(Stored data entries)

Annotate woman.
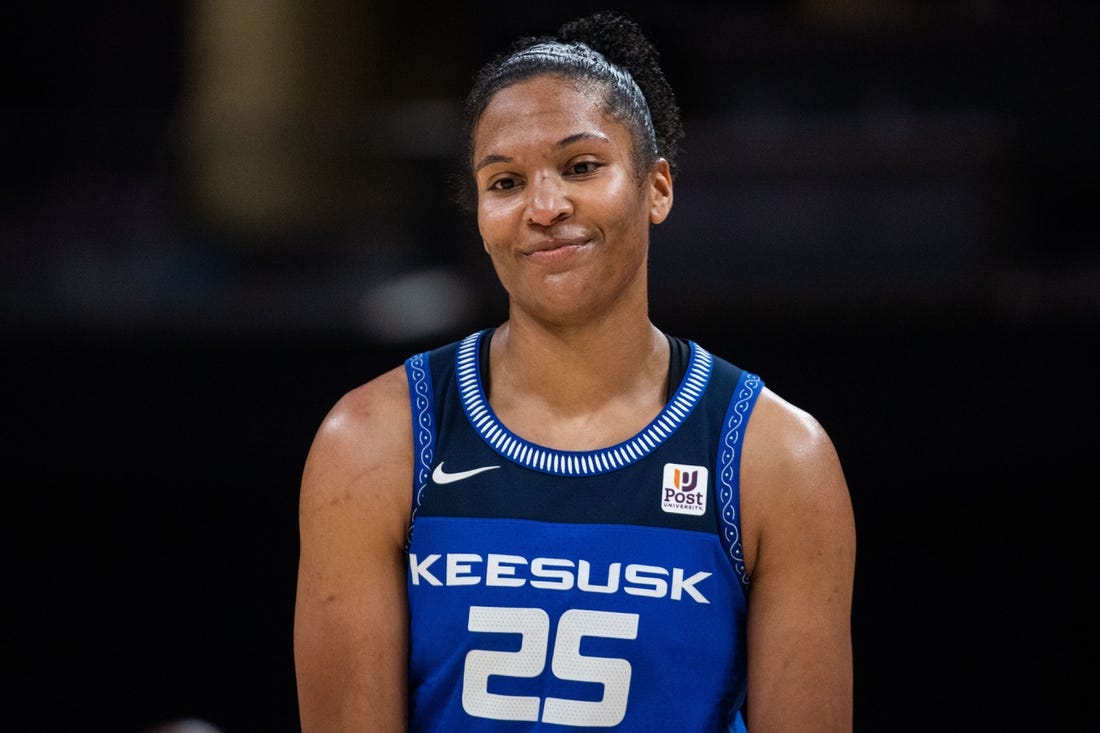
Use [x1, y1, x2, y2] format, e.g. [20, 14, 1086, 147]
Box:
[294, 11, 855, 732]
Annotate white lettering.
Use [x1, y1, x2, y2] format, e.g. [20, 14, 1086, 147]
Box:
[577, 560, 621, 594]
[623, 564, 669, 598]
[530, 558, 575, 590]
[671, 568, 711, 603]
[409, 553, 442, 586]
[408, 552, 713, 603]
[486, 554, 527, 587]
[447, 553, 482, 585]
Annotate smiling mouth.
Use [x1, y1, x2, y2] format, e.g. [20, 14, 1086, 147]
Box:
[523, 238, 590, 256]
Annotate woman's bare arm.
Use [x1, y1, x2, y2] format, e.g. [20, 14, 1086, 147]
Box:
[294, 366, 413, 732]
[741, 388, 857, 732]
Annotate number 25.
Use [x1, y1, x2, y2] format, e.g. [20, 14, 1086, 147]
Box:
[463, 606, 639, 727]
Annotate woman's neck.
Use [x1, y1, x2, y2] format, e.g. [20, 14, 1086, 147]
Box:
[483, 318, 670, 449]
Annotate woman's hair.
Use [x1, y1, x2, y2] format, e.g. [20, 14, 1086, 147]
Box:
[454, 11, 684, 213]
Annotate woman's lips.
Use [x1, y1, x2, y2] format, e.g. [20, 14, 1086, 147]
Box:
[523, 238, 590, 263]
[523, 235, 590, 255]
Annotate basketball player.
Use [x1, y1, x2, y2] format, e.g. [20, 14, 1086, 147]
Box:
[294, 11, 855, 732]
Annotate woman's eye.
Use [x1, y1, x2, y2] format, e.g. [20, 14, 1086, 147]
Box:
[488, 177, 517, 191]
[569, 161, 598, 175]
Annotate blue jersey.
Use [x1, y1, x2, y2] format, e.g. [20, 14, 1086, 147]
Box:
[404, 329, 763, 732]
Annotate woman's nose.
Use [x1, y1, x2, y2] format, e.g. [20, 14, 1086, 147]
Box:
[526, 173, 572, 226]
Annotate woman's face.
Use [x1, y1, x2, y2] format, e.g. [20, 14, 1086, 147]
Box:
[472, 75, 672, 327]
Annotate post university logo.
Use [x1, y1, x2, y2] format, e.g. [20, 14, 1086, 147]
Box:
[661, 463, 708, 516]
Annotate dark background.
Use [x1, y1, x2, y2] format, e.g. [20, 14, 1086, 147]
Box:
[6, 2, 1096, 731]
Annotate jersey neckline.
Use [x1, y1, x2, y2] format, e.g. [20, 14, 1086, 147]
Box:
[456, 329, 713, 476]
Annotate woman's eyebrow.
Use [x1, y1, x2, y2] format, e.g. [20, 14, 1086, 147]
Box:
[555, 131, 611, 150]
[475, 131, 612, 172]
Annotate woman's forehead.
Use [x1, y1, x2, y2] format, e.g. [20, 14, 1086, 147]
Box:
[483, 76, 603, 117]
[475, 77, 618, 148]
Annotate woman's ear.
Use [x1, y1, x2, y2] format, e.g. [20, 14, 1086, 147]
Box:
[648, 158, 673, 224]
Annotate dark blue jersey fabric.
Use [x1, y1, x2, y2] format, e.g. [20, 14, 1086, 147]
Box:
[404, 329, 763, 732]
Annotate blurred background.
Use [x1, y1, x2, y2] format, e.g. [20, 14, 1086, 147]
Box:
[5, 1, 1096, 731]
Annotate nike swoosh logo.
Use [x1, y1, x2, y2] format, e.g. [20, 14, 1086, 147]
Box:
[432, 462, 501, 484]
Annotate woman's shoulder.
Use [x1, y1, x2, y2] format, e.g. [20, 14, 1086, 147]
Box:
[747, 387, 844, 487]
[329, 364, 411, 427]
[300, 365, 413, 505]
[740, 386, 854, 579]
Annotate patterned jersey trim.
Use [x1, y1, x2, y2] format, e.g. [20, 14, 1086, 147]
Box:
[456, 329, 714, 476]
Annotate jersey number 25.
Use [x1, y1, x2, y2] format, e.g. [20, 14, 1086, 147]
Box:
[463, 605, 639, 726]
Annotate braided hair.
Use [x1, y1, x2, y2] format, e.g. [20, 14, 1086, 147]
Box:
[455, 11, 684, 213]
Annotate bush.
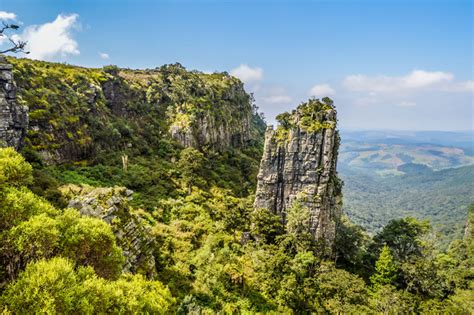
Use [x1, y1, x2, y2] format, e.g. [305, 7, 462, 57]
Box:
[0, 147, 33, 188]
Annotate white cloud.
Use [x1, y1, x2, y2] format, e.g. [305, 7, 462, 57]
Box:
[18, 14, 80, 61]
[343, 70, 453, 92]
[99, 52, 109, 59]
[230, 64, 263, 83]
[443, 80, 474, 92]
[397, 101, 417, 107]
[309, 84, 335, 97]
[0, 11, 16, 20]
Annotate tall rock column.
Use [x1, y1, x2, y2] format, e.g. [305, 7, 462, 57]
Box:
[254, 98, 342, 251]
[0, 56, 28, 150]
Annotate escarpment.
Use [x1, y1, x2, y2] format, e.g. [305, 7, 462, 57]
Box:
[0, 56, 28, 150]
[254, 98, 342, 251]
[5, 58, 264, 163]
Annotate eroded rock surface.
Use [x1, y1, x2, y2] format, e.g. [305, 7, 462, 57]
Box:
[61, 185, 156, 276]
[254, 98, 342, 251]
[0, 56, 27, 149]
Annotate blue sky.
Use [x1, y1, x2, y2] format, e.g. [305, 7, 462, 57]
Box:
[0, 0, 472, 130]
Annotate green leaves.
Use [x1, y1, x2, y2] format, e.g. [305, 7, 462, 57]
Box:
[2, 258, 174, 314]
[57, 209, 125, 279]
[370, 245, 398, 290]
[0, 147, 33, 188]
[373, 217, 431, 262]
[0, 186, 59, 230]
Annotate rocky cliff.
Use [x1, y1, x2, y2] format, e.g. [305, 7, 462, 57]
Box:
[6, 58, 264, 163]
[254, 98, 342, 251]
[0, 56, 28, 150]
[60, 184, 156, 277]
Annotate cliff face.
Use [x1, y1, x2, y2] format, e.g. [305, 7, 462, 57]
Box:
[254, 98, 342, 249]
[60, 185, 156, 277]
[0, 56, 28, 150]
[6, 58, 264, 163]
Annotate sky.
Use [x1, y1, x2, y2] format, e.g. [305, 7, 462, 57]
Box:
[0, 0, 472, 131]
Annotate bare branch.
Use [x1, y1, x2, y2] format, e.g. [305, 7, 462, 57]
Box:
[0, 22, 29, 55]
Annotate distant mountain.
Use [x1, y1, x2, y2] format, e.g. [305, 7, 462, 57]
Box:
[339, 130, 474, 247]
[339, 130, 474, 175]
[340, 130, 474, 149]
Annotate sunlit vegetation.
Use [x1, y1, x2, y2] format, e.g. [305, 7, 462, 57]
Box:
[1, 147, 472, 313]
[0, 58, 472, 313]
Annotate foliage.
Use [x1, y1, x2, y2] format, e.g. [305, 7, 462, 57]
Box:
[335, 215, 369, 274]
[250, 208, 284, 244]
[1, 56, 473, 313]
[274, 98, 335, 144]
[372, 217, 430, 262]
[370, 245, 398, 290]
[56, 209, 125, 279]
[0, 147, 32, 188]
[1, 257, 174, 314]
[177, 147, 206, 193]
[342, 164, 474, 247]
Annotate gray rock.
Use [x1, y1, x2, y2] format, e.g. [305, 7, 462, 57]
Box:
[0, 57, 28, 149]
[254, 99, 343, 254]
[63, 185, 156, 277]
[168, 82, 253, 151]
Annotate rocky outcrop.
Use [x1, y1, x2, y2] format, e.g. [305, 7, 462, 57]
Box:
[60, 185, 156, 277]
[7, 58, 264, 164]
[0, 56, 27, 150]
[254, 98, 342, 251]
[168, 80, 252, 150]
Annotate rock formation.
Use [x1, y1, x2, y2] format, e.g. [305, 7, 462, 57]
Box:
[254, 98, 342, 251]
[6, 58, 264, 164]
[0, 56, 27, 150]
[60, 185, 156, 277]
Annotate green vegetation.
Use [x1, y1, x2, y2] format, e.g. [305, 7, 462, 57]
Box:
[1, 148, 472, 313]
[0, 149, 174, 313]
[342, 165, 474, 247]
[1, 58, 472, 313]
[8, 57, 265, 160]
[274, 97, 335, 144]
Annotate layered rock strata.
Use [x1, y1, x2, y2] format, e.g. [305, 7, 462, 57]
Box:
[254, 98, 342, 250]
[0, 56, 27, 149]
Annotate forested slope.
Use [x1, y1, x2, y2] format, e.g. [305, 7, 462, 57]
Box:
[0, 58, 472, 313]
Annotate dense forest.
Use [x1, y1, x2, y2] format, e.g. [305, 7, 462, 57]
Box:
[0, 58, 473, 313]
[342, 165, 474, 247]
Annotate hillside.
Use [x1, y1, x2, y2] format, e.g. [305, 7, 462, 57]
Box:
[342, 165, 474, 246]
[338, 131, 474, 246]
[4, 57, 266, 209]
[0, 58, 472, 313]
[339, 131, 474, 175]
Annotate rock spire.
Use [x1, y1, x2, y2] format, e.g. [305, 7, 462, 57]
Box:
[254, 98, 342, 250]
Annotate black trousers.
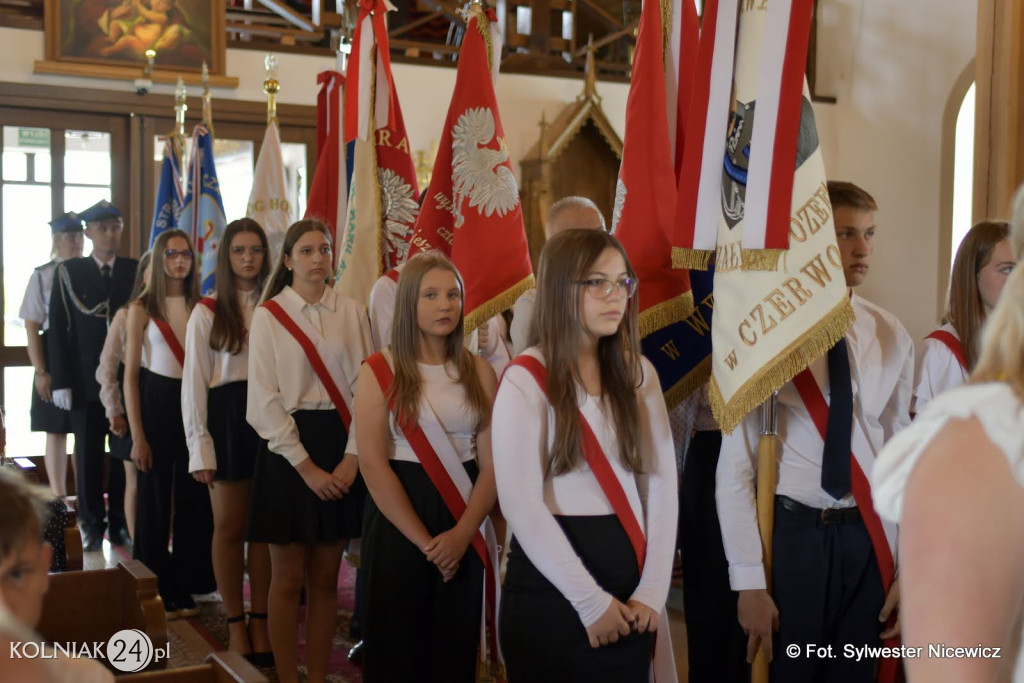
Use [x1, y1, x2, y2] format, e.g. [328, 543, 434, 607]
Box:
[133, 371, 215, 601]
[679, 430, 749, 683]
[70, 400, 125, 538]
[770, 498, 885, 683]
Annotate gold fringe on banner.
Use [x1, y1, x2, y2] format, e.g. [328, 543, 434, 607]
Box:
[709, 297, 855, 433]
[741, 248, 784, 271]
[476, 657, 507, 683]
[671, 246, 714, 271]
[637, 290, 695, 340]
[464, 274, 535, 335]
[663, 355, 711, 411]
[472, 4, 495, 74]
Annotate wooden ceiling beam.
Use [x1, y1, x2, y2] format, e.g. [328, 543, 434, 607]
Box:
[255, 0, 316, 31]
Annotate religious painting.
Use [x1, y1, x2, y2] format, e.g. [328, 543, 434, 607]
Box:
[44, 0, 226, 74]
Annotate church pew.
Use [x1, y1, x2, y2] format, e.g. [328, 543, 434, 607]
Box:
[36, 560, 167, 672]
[119, 652, 267, 683]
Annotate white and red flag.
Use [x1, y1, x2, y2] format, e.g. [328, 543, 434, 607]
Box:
[408, 4, 532, 333]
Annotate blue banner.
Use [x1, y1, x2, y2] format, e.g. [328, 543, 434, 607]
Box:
[149, 134, 185, 249]
[180, 126, 226, 295]
[639, 266, 715, 409]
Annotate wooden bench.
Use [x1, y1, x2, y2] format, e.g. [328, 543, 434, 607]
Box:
[119, 652, 267, 683]
[36, 560, 167, 672]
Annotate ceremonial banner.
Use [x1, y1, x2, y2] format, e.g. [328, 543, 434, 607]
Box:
[149, 133, 186, 249]
[305, 70, 349, 274]
[247, 120, 294, 260]
[613, 0, 703, 406]
[409, 5, 533, 332]
[336, 0, 419, 305]
[708, 4, 853, 433]
[179, 124, 226, 295]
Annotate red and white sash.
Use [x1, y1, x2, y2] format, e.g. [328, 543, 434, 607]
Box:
[151, 317, 185, 368]
[384, 267, 400, 283]
[791, 367, 900, 683]
[261, 296, 355, 429]
[925, 328, 967, 373]
[506, 355, 675, 683]
[198, 296, 216, 313]
[366, 351, 504, 679]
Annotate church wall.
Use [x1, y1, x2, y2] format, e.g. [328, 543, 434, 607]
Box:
[1, 2, 979, 341]
[811, 0, 977, 340]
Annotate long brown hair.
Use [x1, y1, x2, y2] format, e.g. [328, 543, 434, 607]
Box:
[261, 219, 332, 303]
[128, 250, 152, 302]
[389, 251, 489, 431]
[529, 228, 642, 476]
[946, 220, 1010, 369]
[139, 229, 199, 320]
[211, 218, 270, 353]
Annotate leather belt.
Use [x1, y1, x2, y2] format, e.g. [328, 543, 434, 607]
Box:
[777, 495, 861, 525]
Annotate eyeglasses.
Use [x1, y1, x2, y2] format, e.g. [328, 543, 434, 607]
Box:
[164, 249, 194, 261]
[574, 277, 637, 300]
[230, 245, 266, 256]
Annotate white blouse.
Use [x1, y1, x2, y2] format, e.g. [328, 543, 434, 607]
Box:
[912, 322, 968, 414]
[246, 286, 373, 467]
[492, 349, 678, 627]
[182, 289, 259, 473]
[387, 359, 478, 464]
[96, 307, 128, 418]
[141, 296, 189, 379]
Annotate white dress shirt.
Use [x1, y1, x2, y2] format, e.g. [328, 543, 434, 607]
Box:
[96, 307, 128, 418]
[912, 322, 968, 414]
[246, 286, 373, 467]
[19, 259, 64, 330]
[182, 289, 259, 473]
[716, 293, 914, 591]
[509, 287, 536, 356]
[367, 265, 512, 375]
[492, 348, 678, 627]
[141, 296, 188, 379]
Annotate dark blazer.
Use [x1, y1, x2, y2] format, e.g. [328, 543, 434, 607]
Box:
[48, 256, 138, 405]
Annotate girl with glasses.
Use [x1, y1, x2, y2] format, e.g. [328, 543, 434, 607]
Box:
[246, 220, 373, 683]
[124, 228, 215, 618]
[355, 251, 501, 682]
[182, 218, 272, 663]
[493, 228, 678, 682]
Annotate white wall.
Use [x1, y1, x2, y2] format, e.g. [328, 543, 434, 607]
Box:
[1, 1, 978, 340]
[811, 0, 976, 339]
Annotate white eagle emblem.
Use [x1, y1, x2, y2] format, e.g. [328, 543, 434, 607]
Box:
[610, 179, 627, 234]
[378, 168, 418, 266]
[451, 107, 519, 227]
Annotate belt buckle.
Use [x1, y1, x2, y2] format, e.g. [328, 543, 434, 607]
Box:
[820, 507, 840, 525]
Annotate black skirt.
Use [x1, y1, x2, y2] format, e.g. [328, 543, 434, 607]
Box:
[207, 381, 260, 481]
[361, 459, 483, 683]
[30, 331, 72, 434]
[247, 409, 365, 544]
[500, 515, 654, 683]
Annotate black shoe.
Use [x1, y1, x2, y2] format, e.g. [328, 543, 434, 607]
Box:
[348, 640, 364, 666]
[162, 597, 180, 621]
[108, 527, 132, 548]
[82, 531, 103, 553]
[245, 612, 275, 667]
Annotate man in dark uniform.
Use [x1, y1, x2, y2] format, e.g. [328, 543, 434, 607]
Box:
[49, 200, 138, 552]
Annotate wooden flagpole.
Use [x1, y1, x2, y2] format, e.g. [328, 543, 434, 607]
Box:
[752, 393, 779, 683]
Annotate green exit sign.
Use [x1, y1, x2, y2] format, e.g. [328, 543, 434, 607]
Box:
[18, 128, 50, 148]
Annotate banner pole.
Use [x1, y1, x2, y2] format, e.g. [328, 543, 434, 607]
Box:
[752, 392, 779, 683]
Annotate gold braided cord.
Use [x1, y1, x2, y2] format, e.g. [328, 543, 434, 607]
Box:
[709, 297, 855, 433]
[464, 274, 535, 334]
[637, 290, 695, 340]
[671, 246, 714, 271]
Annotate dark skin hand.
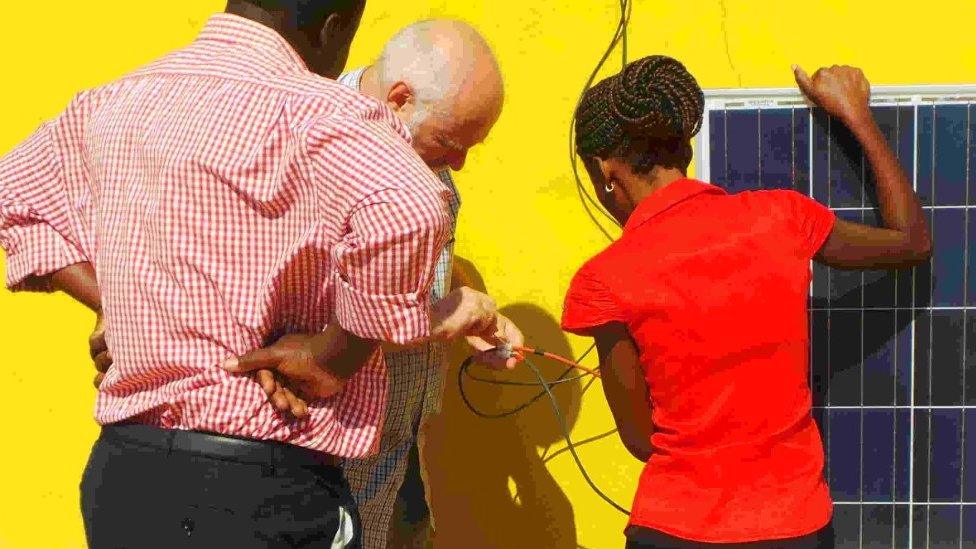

▶ [WHAT YOU ARE ASKED TO DO] Whichever lines of the data include the word "jersey", pull them out.

▶ [REPLY]
Annotate blue jersey.
Annotate jersey neckline.
Annotate dark blue jersey fabric.
Annotate patterned jersey trim.
Annotate jersey number 25.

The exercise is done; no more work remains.